Assigned task => Set down each entry from the block beneath, exactly as written.

(Extracted records)
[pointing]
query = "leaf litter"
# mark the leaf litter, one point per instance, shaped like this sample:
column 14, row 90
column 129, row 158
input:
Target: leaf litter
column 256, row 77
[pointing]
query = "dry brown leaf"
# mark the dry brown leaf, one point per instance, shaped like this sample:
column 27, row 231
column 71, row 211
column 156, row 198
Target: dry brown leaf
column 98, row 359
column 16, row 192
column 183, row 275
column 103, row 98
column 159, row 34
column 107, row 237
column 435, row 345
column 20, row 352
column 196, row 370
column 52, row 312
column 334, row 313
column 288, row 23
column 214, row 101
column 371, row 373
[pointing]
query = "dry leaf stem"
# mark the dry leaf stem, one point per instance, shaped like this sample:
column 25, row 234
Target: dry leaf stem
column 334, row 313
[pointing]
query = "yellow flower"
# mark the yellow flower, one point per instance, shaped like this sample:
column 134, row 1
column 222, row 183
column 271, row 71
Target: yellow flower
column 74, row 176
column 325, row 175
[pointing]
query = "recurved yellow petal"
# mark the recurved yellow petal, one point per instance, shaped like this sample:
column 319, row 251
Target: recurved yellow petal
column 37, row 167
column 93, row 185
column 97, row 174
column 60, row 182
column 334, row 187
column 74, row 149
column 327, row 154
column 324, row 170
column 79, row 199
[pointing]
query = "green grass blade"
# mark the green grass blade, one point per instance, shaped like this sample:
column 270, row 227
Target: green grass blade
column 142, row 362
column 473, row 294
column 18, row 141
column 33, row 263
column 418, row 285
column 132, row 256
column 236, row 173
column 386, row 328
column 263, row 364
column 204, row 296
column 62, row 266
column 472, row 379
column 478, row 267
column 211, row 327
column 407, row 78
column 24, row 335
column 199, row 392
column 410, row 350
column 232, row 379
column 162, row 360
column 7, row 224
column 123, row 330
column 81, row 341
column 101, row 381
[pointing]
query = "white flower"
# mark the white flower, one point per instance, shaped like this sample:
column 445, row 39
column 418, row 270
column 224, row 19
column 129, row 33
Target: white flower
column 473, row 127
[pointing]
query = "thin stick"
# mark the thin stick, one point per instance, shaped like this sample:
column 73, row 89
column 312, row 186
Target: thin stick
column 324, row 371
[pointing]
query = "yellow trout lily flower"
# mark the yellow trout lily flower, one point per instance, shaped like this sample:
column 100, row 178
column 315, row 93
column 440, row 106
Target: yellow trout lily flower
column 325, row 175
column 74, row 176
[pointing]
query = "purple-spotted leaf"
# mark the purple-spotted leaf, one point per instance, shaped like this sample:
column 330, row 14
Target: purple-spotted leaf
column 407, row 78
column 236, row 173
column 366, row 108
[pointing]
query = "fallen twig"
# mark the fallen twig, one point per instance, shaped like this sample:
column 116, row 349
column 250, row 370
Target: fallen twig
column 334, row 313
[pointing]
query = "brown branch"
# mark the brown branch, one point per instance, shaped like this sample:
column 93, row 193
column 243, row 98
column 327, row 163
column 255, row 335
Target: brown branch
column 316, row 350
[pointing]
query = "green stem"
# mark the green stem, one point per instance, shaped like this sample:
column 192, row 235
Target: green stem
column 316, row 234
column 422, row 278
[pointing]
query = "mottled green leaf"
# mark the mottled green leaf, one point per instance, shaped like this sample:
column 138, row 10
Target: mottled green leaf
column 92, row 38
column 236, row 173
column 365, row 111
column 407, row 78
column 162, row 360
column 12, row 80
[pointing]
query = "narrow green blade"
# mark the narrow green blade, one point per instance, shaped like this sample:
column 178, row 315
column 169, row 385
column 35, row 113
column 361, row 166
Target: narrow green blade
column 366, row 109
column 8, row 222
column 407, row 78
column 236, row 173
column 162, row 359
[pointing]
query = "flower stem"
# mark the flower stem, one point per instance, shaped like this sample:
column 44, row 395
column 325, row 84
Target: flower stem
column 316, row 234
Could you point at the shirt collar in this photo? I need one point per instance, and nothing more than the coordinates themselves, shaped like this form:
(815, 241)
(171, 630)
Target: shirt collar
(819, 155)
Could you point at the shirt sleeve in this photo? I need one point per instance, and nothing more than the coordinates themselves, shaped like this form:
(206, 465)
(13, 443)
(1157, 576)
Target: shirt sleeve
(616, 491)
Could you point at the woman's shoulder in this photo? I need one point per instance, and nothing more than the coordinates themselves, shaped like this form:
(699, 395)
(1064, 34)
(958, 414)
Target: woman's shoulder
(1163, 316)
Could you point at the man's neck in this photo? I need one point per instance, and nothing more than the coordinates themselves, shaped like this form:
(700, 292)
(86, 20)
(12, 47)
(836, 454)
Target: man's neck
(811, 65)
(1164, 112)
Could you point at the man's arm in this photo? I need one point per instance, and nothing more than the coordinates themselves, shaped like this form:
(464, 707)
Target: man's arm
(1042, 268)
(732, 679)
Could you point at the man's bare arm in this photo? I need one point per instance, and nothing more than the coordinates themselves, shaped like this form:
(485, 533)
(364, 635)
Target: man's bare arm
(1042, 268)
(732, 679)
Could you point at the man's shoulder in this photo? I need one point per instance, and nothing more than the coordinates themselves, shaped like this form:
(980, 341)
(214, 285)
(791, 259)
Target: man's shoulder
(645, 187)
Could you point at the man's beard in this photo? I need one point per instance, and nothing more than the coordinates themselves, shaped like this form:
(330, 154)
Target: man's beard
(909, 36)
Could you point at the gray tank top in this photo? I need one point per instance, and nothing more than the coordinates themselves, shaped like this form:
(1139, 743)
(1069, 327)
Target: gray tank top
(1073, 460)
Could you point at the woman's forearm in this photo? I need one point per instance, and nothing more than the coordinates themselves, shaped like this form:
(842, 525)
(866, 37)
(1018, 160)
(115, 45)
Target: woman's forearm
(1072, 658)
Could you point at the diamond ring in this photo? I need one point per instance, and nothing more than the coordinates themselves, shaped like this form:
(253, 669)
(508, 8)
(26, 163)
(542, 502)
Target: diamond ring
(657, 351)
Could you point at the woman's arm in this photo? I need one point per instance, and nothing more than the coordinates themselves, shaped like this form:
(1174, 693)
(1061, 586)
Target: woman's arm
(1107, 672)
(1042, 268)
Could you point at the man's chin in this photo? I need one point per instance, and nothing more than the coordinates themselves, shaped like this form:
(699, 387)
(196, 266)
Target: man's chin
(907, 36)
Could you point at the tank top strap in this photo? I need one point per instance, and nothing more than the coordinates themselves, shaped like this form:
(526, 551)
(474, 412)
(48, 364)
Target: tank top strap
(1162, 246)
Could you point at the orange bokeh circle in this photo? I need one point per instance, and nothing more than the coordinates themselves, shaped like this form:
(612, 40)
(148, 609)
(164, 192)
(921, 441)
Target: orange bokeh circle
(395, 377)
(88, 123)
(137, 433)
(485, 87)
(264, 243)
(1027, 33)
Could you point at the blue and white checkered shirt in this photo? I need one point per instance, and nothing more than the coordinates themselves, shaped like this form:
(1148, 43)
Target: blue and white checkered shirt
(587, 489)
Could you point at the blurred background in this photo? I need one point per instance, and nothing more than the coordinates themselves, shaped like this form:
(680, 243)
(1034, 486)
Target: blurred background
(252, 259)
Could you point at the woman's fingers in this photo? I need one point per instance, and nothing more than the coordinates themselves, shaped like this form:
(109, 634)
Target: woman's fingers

Answer to this task =>
[pointing]
query = "leaf litter"
# mark the leaf litter, one point per instance, shaped like this sample:
column 14, row 90
column 129, row 158
input:
Target: leaf litter
column 256, row 77
[pointing]
query = "dry brown leaf"
# mark the dry brown leaf, one point per instance, shaped like this sample:
column 27, row 231
column 71, row 211
column 156, row 198
Target: dry brown leaf
column 98, row 359
column 16, row 192
column 183, row 275
column 103, row 98
column 159, row 34
column 107, row 237
column 435, row 345
column 20, row 352
column 196, row 370
column 52, row 312
column 334, row 313
column 288, row 23
column 214, row 101
column 371, row 373
[pointing]
query = "dry leaf stem"
# mark the dry leaf stem, one point per instance, shaped like this sample:
column 25, row 234
Target: dry leaf stem
column 334, row 313
[pointing]
query = "yellow flower"
# mark the yellow flower, one point per instance, shaped like this sample:
column 134, row 1
column 222, row 183
column 271, row 71
Target: yellow flower
column 74, row 176
column 325, row 175
[pointing]
query = "recurved yellow petal"
# mark the recurved yellow petal, one point per instance, shaped like this sample:
column 319, row 251
Target: recurved yellow petal
column 37, row 167
column 93, row 185
column 97, row 174
column 60, row 182
column 334, row 187
column 74, row 149
column 327, row 154
column 324, row 170
column 79, row 199
[pointing]
query = "green grass blade"
# mark the green grass blade, one point per instance, shaped like this sample:
column 270, row 227
Target: green grass blade
column 142, row 362
column 473, row 294
column 18, row 141
column 33, row 263
column 418, row 285
column 132, row 256
column 236, row 173
column 386, row 328
column 263, row 364
column 204, row 296
column 62, row 266
column 472, row 379
column 478, row 267
column 211, row 327
column 407, row 78
column 24, row 335
column 199, row 392
column 410, row 350
column 232, row 379
column 162, row 360
column 7, row 224
column 123, row 330
column 81, row 341
column 101, row 381
[pointing]
query = "white flower"
# mark the white flower, one point per instance, shaped like this sample:
column 445, row 39
column 418, row 270
column 224, row 19
column 129, row 33
Target: white flower
column 473, row 127
[pointing]
query = "thin stick"
# mark the thin stick, one point per instance, shaped like this sample:
column 73, row 89
column 312, row 186
Target: thin stick
column 324, row 371
[pointing]
query = "yellow trout lily flower"
# mark the yellow trout lily flower, one point per instance, shaped like this sample:
column 100, row 178
column 315, row 93
column 440, row 106
Target: yellow trout lily flower
column 325, row 175
column 74, row 176
[pointing]
query = "purple-spotted leaf"
# mark the purple-spotted leaf, one point per instance, shaped like this sample:
column 330, row 14
Target: purple-spotted leaf
column 407, row 78
column 236, row 173
column 366, row 108
[pointing]
query = "fallen twig"
# mark the fallen twig, one point per instance, shaped like this sample:
column 116, row 349
column 250, row 370
Target: fallen twig
column 334, row 313
[pointing]
query = "brown branch"
# mark the brown branch, one point per instance, shaped like this sample:
column 93, row 193
column 243, row 98
column 327, row 163
column 255, row 335
Target: brown branch
column 316, row 350
[pointing]
query = "green stem"
# mark the green stem, one point per instance, shaped like this sample:
column 192, row 235
Target: green stem
column 316, row 234
column 422, row 278
[pointing]
query = "mottled green leaf"
# mark the mottled green leaf, one point per instance, shaped like this sample:
column 138, row 10
Target: mottled green leaf
column 92, row 38
column 236, row 173
column 365, row 111
column 407, row 78
column 162, row 360
column 12, row 80
[pointing]
query = "narrow green blade"
# mark the narrow green blade, one point per instance, shaped like this sample:
column 178, row 315
column 169, row 385
column 35, row 113
column 361, row 166
Target: narrow green blade
column 366, row 109
column 8, row 222
column 407, row 78
column 236, row 173
column 162, row 359
[pointing]
query = "flower stem"
# mark the flower stem, one point per instance, shaped like this sample:
column 44, row 395
column 325, row 84
Target: flower stem
column 316, row 234
Could you point at the shirt collar in this photo? I need one point per instance, and nothing more than the coordinates themselves, shaped like this form:
(815, 241)
(171, 630)
Target: shirt collar
(819, 155)
Could you point at the shirt sleeve in this photo? I need one point per instance, and nothing more than the coordinates themselves, shaped like this form:
(206, 465)
(13, 443)
(1157, 576)
Target: shirt sleeve
(616, 491)
Could you point at the woman's shoulder in this photo? I need one point per instance, and nothing more than the coordinates themselves, shaped like this form:
(699, 395)
(1064, 34)
(958, 414)
Target: woman's shoulder
(1163, 316)
Could you point at the man's neck in this photo? I need one point per instance, and nothing more than the coordinates themselves, shaped like this form:
(700, 292)
(86, 20)
(12, 47)
(836, 454)
Target: man's neck
(811, 65)
(1164, 112)
Could you point at the man's arm in this photo? I need one point per instance, and nothing more than the coordinates themselves, shaped like this form:
(464, 707)
Target: man's arm
(1042, 268)
(732, 679)
Could you point at the man's bare arm in this photo? I need one point per instance, and nothing more than the coordinates themselves, shaped like this form:
(485, 533)
(364, 635)
Target: man's bare arm
(1042, 268)
(732, 679)
Could you point at the man's shoulder in this photo? I need one point per instance, and nothing more than the coordinates themselves, shaped like this form:
(980, 341)
(214, 285)
(791, 259)
Target: man's shoulder
(645, 187)
Could you point at the man's beard in this photo? I need one point per instance, and nothing more than the coordinates themselves, shaped like this form:
(330, 154)
Target: man's beard
(909, 36)
Could you point at the gray tank top in this photo? I need one point per instance, and nothing more than the coordinates themselves, shaped like this form:
(1139, 743)
(1069, 327)
Target: gray tank top
(1073, 460)
Could you point at the woman's forearm in this photo? I need one point per instance, and nothing more than the coordinates themselves, shaped like this form:
(842, 525)
(866, 37)
(1018, 160)
(115, 45)
Target: woman's forearm
(1072, 658)
Could you point at the diamond ring in this photo? I need one point per instance, and nothing more than the coordinates themselves, shaped like this form:
(253, 669)
(508, 8)
(26, 163)
(542, 502)
Target: diamond ring
(657, 351)
Could you point at the woman's arm in this photo? I need one point per instance, and nothing more than the coordinates themselves, shaped like this form:
(1174, 693)
(1061, 586)
Target: woman's arm
(1107, 672)
(1042, 268)
Could you point at the man's chin in this photo? I need one point per instance, and nothing more than the coordinates themselves, shaped like this form:
(699, 387)
(196, 266)
Target: man's chin
(907, 36)
Could you point at the tank top strap in this photo? I need one point per instance, and nothing more than the coordinates themselves, shaped like this form:
(526, 551)
(474, 412)
(48, 364)
Target: tank top strap
(1162, 246)
Could you point at the orange bokeh circle in this photo? I need one point per instance, and nothing more than the coordinates themselves, shaped like this form:
(612, 40)
(148, 609)
(164, 192)
(921, 441)
Target: orange bokeh circle
(395, 377)
(88, 123)
(137, 433)
(485, 87)
(264, 243)
(1027, 33)
Could you point at the blue and white checkered shirt in this photo? I need one point per instance, and nothing more than the coordinates themselves, shaped like this form:
(1148, 43)
Target: blue and white checkered shirt
(587, 489)
Could you point at the blurred background in this photo? I need one point per instance, and nothing more than the coordinates themselves, shaped like this form:
(680, 243)
(1034, 486)
Target: blurred background
(252, 259)
Could you point at the woman's fingers in this photo? I need one point per instance, and nothing more than the coordinates themselves, shaped like this form:
(109, 634)
Target: woman's fingers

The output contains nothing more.